'''

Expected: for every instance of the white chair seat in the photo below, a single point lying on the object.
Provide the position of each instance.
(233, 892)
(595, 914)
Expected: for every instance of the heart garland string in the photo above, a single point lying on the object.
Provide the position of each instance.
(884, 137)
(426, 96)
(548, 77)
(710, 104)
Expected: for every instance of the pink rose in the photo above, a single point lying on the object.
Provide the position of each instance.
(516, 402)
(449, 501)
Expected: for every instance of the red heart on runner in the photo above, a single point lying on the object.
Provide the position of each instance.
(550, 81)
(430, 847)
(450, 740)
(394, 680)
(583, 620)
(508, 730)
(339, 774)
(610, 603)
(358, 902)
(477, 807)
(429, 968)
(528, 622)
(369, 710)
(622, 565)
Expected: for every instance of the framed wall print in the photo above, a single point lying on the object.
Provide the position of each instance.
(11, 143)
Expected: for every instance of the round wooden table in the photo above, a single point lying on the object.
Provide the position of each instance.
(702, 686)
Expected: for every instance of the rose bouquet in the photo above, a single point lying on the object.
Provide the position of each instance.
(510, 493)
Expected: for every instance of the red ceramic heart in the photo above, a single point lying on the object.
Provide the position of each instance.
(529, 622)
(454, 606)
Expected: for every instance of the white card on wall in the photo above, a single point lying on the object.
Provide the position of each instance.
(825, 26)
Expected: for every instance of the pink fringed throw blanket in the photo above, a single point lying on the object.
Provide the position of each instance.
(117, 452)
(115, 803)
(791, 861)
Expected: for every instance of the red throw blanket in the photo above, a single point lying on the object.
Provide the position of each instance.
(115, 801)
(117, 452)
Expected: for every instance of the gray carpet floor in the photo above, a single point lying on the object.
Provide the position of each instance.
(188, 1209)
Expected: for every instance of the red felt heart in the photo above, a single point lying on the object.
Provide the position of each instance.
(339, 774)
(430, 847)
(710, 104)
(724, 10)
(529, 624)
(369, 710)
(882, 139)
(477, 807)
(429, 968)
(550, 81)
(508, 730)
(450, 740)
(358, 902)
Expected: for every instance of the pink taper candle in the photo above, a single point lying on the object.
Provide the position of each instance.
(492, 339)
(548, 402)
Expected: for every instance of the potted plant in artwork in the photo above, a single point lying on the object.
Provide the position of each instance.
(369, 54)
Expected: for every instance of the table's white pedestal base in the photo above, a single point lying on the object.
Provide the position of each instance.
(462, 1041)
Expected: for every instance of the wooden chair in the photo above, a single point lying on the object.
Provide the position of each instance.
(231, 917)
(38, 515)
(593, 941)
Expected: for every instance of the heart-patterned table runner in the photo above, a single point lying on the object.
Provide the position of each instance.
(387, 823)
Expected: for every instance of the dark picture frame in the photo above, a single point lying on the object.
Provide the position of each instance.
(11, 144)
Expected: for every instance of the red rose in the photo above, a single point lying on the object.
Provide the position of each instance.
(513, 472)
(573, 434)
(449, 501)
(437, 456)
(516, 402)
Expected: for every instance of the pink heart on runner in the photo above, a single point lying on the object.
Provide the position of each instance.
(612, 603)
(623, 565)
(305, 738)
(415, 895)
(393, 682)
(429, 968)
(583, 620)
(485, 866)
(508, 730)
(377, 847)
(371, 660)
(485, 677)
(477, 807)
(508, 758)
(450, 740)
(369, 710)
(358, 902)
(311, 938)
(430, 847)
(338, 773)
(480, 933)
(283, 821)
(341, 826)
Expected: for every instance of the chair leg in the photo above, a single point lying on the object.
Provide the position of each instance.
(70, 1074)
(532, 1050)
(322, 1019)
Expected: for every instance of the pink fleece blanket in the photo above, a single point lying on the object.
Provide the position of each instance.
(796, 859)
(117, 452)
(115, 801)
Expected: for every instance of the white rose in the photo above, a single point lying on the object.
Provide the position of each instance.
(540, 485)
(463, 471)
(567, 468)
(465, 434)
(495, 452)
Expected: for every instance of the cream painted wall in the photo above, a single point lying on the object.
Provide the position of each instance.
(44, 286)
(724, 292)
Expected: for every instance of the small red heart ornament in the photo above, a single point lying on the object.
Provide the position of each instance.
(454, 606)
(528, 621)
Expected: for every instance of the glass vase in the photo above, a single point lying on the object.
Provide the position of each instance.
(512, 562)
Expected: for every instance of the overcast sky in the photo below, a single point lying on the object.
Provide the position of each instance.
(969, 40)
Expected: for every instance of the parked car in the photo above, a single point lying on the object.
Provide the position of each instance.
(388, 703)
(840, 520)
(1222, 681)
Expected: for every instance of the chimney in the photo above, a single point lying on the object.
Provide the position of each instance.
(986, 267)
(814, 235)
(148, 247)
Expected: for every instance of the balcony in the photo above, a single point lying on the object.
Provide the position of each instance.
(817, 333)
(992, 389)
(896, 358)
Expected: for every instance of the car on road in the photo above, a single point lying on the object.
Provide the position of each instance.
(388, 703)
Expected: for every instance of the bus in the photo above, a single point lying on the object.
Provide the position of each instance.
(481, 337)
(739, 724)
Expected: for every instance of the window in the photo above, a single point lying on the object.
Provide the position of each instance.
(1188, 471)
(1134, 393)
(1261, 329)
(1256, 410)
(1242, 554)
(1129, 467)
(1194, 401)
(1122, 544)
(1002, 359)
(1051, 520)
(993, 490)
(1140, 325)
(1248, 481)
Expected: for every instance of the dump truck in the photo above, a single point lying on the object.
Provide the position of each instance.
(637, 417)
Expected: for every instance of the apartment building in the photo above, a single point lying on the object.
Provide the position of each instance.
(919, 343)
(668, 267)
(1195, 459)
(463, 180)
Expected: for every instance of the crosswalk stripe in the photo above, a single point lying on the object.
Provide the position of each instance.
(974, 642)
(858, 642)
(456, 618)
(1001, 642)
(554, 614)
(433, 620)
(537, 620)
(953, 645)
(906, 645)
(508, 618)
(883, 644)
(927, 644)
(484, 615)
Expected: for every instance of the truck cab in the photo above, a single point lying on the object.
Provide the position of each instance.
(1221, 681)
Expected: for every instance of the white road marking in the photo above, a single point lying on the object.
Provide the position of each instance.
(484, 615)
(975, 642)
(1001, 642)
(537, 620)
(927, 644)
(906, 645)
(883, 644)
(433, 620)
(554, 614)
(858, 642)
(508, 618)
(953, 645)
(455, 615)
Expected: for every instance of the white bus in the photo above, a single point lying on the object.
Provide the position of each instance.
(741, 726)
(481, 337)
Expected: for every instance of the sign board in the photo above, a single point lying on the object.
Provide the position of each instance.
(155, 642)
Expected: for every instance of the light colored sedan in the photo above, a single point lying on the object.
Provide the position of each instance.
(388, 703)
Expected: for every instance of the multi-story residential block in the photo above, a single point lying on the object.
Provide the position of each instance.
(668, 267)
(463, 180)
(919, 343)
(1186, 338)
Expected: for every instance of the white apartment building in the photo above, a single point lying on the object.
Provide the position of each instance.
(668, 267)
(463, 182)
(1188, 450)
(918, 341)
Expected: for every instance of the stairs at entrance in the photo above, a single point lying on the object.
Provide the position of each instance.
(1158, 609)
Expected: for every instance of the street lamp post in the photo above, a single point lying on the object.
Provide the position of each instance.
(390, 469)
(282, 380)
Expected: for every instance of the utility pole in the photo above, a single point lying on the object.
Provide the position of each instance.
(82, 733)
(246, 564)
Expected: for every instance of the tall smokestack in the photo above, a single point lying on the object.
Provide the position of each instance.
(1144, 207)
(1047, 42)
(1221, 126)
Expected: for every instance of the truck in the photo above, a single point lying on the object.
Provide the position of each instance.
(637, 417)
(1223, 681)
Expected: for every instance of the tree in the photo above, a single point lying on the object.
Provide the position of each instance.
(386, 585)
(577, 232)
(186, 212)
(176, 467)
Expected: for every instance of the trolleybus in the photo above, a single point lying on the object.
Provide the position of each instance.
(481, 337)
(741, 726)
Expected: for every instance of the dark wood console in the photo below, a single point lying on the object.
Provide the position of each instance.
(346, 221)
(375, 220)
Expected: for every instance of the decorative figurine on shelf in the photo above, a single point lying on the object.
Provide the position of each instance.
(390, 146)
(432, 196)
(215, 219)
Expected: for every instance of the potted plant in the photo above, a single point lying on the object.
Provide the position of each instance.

'''

■ **Problem to work on**:
In the listing above, how many lines include the word "road"? Answer with the number and nothing more.

■ **Output**:
2